Фрагмент текста:

Такая же судьба выпала на долю басни, остановившейся после успехов Крылова. Пушкин не писал басен: мало признавал значения за Дмитриевым и высоко ставил одного Крылова. Уже в 1822 году Пушкин писал: «Английская словесность (т. е. в лице Байрона и др.) начинает иметь влияние на русскую. Думаю, что оно будет полезнее влияния французской поэзии, робкой и жеманной. Тогда некоторые люди упадут, и посмотрим, где очутится Ив. Ив. Дмитриев с своими чувствами и мыслями, взятыми из Флориана и Легуве» (VII, 34). В 1825 году Пушкин признавал только Державина и Крылова гениями, талантами (VII, 116). Последнего Пушкин ставил выше Лафонтена (V, 80). Крылов являлся истинно народным поэтом, а народность Пушкин ставил высоко и прежде всего в области литературного языка, в которой отдавал должное и Ломоносову. Басни и развивавшиеся с ними сказки (contes) сослужили в русской литературе важную службу в проведении простонародных сюжетов, типов, выражений, начиная с Сумарокова, Хемницера до искусственной простоты Измайлова и естественного выражения духа нашего народа у Крылова «в веселом лукавстве ума, насмешливости и живописном способе выражаться» (V, 30). Басни Крылова превзошли все предыдущие не только совершенством языка и стиха; но и движением рассказа, его картинностью и сжатостью. Творчество Крылова можно вполне сопоставить с творчеством Пушкина по отношению к поэтам не только XVIII века, но и XIX века. Басни уже в 20-х годах сделались любимыми народными книгами (Евгений Онегин, V гл.).

Описание задания: Назовите год, в котором, согласно фрагменту текста, Пушкин признавал гениями только Державина и Крылова.

(Объекты набора данных)
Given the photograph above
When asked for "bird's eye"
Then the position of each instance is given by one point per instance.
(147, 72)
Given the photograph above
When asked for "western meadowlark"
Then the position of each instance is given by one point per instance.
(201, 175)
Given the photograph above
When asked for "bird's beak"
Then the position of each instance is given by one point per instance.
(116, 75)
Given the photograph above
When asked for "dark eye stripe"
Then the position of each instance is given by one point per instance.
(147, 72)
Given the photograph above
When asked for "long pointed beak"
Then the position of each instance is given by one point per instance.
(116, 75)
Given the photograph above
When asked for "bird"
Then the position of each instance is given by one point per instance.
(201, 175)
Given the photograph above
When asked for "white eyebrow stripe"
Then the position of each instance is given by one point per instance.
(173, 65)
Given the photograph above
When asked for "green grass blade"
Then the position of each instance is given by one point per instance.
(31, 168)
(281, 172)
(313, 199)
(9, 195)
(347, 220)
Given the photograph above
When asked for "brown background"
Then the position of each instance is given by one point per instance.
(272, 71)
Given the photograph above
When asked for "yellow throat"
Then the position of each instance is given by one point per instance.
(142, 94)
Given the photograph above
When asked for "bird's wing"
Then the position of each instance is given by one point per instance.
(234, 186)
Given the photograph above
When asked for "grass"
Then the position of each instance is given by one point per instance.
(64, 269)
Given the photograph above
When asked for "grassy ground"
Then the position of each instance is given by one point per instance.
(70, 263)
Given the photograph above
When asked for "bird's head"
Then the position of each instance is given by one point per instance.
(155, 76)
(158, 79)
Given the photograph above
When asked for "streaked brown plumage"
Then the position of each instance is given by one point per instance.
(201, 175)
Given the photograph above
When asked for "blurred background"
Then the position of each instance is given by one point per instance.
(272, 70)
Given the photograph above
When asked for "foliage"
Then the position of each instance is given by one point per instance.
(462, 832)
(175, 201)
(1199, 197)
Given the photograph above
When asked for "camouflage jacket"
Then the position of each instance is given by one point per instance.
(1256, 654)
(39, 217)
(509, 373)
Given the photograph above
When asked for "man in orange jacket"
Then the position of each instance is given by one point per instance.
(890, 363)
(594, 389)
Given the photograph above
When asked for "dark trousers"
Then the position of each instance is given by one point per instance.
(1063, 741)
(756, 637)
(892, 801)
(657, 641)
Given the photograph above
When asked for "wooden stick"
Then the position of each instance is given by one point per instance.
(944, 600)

Результат выполнения: В 1825 году.